RECORDS SUPPLIED:
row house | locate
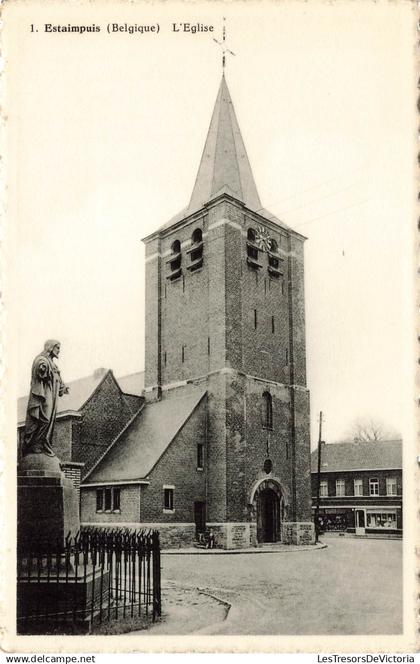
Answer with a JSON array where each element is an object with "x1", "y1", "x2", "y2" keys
[{"x1": 311, "y1": 440, "x2": 403, "y2": 536}]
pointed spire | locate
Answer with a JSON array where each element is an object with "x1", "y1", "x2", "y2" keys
[{"x1": 188, "y1": 75, "x2": 261, "y2": 214}]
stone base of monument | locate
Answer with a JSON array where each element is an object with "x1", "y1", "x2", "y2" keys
[
  {"x1": 17, "y1": 454, "x2": 80, "y2": 552},
  {"x1": 17, "y1": 558, "x2": 110, "y2": 634},
  {"x1": 17, "y1": 454, "x2": 97, "y2": 634}
]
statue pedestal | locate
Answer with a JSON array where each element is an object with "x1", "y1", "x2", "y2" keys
[
  {"x1": 17, "y1": 454, "x2": 104, "y2": 634},
  {"x1": 17, "y1": 454, "x2": 80, "y2": 553}
]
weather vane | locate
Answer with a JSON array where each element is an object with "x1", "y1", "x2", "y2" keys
[{"x1": 213, "y1": 17, "x2": 236, "y2": 71}]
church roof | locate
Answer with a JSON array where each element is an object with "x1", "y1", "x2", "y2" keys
[
  {"x1": 84, "y1": 385, "x2": 206, "y2": 484},
  {"x1": 17, "y1": 369, "x2": 144, "y2": 423},
  {"x1": 117, "y1": 371, "x2": 144, "y2": 397},
  {"x1": 188, "y1": 76, "x2": 261, "y2": 214},
  {"x1": 153, "y1": 76, "x2": 291, "y2": 236},
  {"x1": 311, "y1": 440, "x2": 402, "y2": 473}
]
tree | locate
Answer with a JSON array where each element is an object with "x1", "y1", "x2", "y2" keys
[{"x1": 348, "y1": 417, "x2": 400, "y2": 443}]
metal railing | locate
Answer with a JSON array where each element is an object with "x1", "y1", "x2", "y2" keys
[{"x1": 17, "y1": 528, "x2": 161, "y2": 633}]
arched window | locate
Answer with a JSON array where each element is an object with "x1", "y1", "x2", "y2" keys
[
  {"x1": 191, "y1": 228, "x2": 203, "y2": 244},
  {"x1": 247, "y1": 228, "x2": 255, "y2": 242},
  {"x1": 268, "y1": 238, "x2": 283, "y2": 279},
  {"x1": 262, "y1": 392, "x2": 273, "y2": 429},
  {"x1": 246, "y1": 228, "x2": 261, "y2": 270},
  {"x1": 166, "y1": 240, "x2": 182, "y2": 281},
  {"x1": 187, "y1": 228, "x2": 203, "y2": 272}
]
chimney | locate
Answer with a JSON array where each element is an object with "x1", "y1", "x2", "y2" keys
[{"x1": 93, "y1": 367, "x2": 108, "y2": 378}]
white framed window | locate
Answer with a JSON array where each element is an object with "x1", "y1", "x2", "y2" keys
[
  {"x1": 163, "y1": 484, "x2": 175, "y2": 513},
  {"x1": 96, "y1": 487, "x2": 121, "y2": 512},
  {"x1": 366, "y1": 512, "x2": 397, "y2": 530},
  {"x1": 197, "y1": 443, "x2": 204, "y2": 470},
  {"x1": 386, "y1": 477, "x2": 397, "y2": 496},
  {"x1": 354, "y1": 478, "x2": 363, "y2": 496},
  {"x1": 335, "y1": 480, "x2": 346, "y2": 496}
]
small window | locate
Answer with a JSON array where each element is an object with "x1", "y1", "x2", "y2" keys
[
  {"x1": 187, "y1": 228, "x2": 203, "y2": 272},
  {"x1": 96, "y1": 489, "x2": 104, "y2": 512},
  {"x1": 112, "y1": 488, "x2": 121, "y2": 512},
  {"x1": 262, "y1": 392, "x2": 273, "y2": 429},
  {"x1": 163, "y1": 487, "x2": 174, "y2": 512},
  {"x1": 96, "y1": 487, "x2": 121, "y2": 512},
  {"x1": 105, "y1": 489, "x2": 112, "y2": 512},
  {"x1": 354, "y1": 479, "x2": 363, "y2": 496},
  {"x1": 166, "y1": 240, "x2": 182, "y2": 281},
  {"x1": 335, "y1": 480, "x2": 346, "y2": 496},
  {"x1": 386, "y1": 477, "x2": 397, "y2": 496},
  {"x1": 247, "y1": 228, "x2": 256, "y2": 242},
  {"x1": 197, "y1": 443, "x2": 204, "y2": 470},
  {"x1": 171, "y1": 240, "x2": 181, "y2": 254},
  {"x1": 246, "y1": 228, "x2": 261, "y2": 270}
]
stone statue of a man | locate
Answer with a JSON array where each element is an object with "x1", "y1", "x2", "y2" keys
[{"x1": 21, "y1": 339, "x2": 69, "y2": 457}]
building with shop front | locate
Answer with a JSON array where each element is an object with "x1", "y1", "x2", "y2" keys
[
  {"x1": 311, "y1": 440, "x2": 403, "y2": 536},
  {"x1": 77, "y1": 76, "x2": 314, "y2": 548}
]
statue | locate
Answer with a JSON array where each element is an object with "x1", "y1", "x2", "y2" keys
[{"x1": 22, "y1": 339, "x2": 69, "y2": 457}]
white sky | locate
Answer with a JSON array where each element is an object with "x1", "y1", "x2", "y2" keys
[{"x1": 5, "y1": 0, "x2": 416, "y2": 442}]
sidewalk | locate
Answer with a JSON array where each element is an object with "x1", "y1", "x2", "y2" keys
[{"x1": 161, "y1": 542, "x2": 328, "y2": 556}]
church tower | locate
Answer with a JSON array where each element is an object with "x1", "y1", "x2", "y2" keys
[{"x1": 144, "y1": 76, "x2": 313, "y2": 548}]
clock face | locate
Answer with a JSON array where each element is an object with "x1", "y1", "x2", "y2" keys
[{"x1": 255, "y1": 226, "x2": 271, "y2": 251}]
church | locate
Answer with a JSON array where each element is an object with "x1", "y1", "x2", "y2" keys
[{"x1": 81, "y1": 75, "x2": 314, "y2": 549}]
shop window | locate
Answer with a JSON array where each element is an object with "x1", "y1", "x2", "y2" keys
[
  {"x1": 319, "y1": 481, "x2": 328, "y2": 498},
  {"x1": 335, "y1": 480, "x2": 346, "y2": 496},
  {"x1": 366, "y1": 512, "x2": 397, "y2": 529},
  {"x1": 166, "y1": 240, "x2": 182, "y2": 281},
  {"x1": 96, "y1": 487, "x2": 121, "y2": 512},
  {"x1": 197, "y1": 443, "x2": 204, "y2": 470},
  {"x1": 262, "y1": 392, "x2": 273, "y2": 429},
  {"x1": 354, "y1": 479, "x2": 363, "y2": 496},
  {"x1": 386, "y1": 477, "x2": 397, "y2": 496},
  {"x1": 187, "y1": 228, "x2": 204, "y2": 272},
  {"x1": 163, "y1": 486, "x2": 175, "y2": 512},
  {"x1": 246, "y1": 228, "x2": 262, "y2": 270}
]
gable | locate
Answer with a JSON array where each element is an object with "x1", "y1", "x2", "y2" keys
[{"x1": 85, "y1": 385, "x2": 206, "y2": 484}]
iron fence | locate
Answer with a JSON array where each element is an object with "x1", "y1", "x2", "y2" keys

EXERCISE DETAILS:
Count the lines in the data above that contain the word "shop", and reply with that number alone.

RESPONSE TO THIS EXERCISE:
2